◆ **DESCRIPTION OF THE TASK**: Output only the lines below that start at the line containing "Target: black belt" and end at the line containing "Target: player's right hand", with both ends kept.

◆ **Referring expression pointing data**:
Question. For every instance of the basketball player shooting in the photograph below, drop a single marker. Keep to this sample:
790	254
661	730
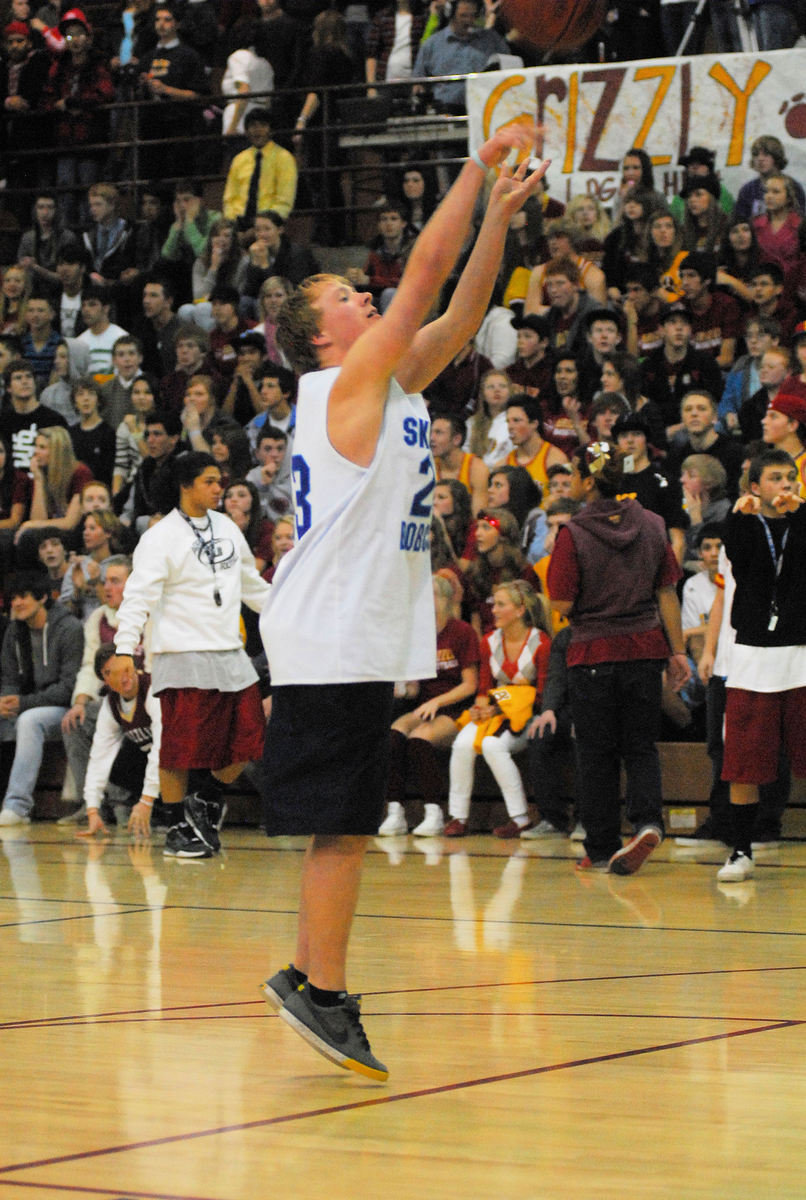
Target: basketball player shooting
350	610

--

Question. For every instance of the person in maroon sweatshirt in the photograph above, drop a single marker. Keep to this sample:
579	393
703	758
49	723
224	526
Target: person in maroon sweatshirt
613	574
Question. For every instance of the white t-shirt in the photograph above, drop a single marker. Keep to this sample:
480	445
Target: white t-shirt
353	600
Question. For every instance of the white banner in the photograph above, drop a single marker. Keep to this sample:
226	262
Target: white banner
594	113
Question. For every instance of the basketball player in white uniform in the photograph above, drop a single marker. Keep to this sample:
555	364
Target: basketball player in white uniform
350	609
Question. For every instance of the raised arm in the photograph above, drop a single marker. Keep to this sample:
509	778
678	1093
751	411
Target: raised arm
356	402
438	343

==

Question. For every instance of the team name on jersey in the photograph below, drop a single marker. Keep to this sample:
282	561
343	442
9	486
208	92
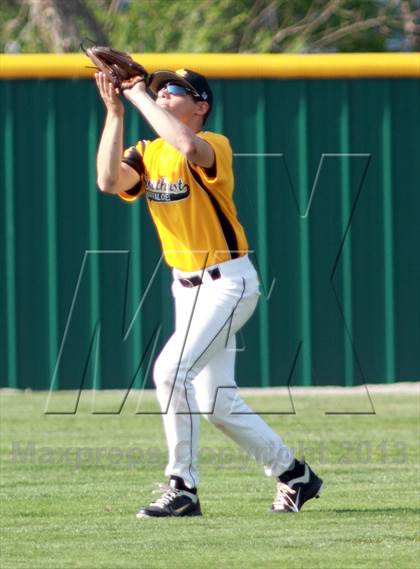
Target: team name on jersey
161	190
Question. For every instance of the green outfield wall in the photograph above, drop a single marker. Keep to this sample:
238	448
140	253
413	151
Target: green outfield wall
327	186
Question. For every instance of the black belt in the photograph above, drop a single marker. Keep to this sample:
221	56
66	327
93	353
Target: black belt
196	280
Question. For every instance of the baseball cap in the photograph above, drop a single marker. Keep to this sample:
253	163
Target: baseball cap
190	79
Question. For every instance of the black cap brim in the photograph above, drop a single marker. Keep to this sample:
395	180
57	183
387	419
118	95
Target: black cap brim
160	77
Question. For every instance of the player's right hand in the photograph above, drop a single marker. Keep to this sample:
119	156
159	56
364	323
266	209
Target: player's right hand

◆ **PROBLEM SOLUTION**:
Target: black belt
196	280
Question. For every instance of the baseball cap in the photograph above, drop a single marker. Keep to this sample:
253	163
Target: baseball cap
190	79
Question. For every instance of the black cap brim in the photograph above, drop a single marker. Keep to this sample:
395	180
57	183
387	419
118	95
Target: black cap brim
160	77
Question. For every instance of the player's right hand in the photograph above, drop a single marker. Keep to this sample:
119	156
159	56
364	323
266	209
Target: player's right hand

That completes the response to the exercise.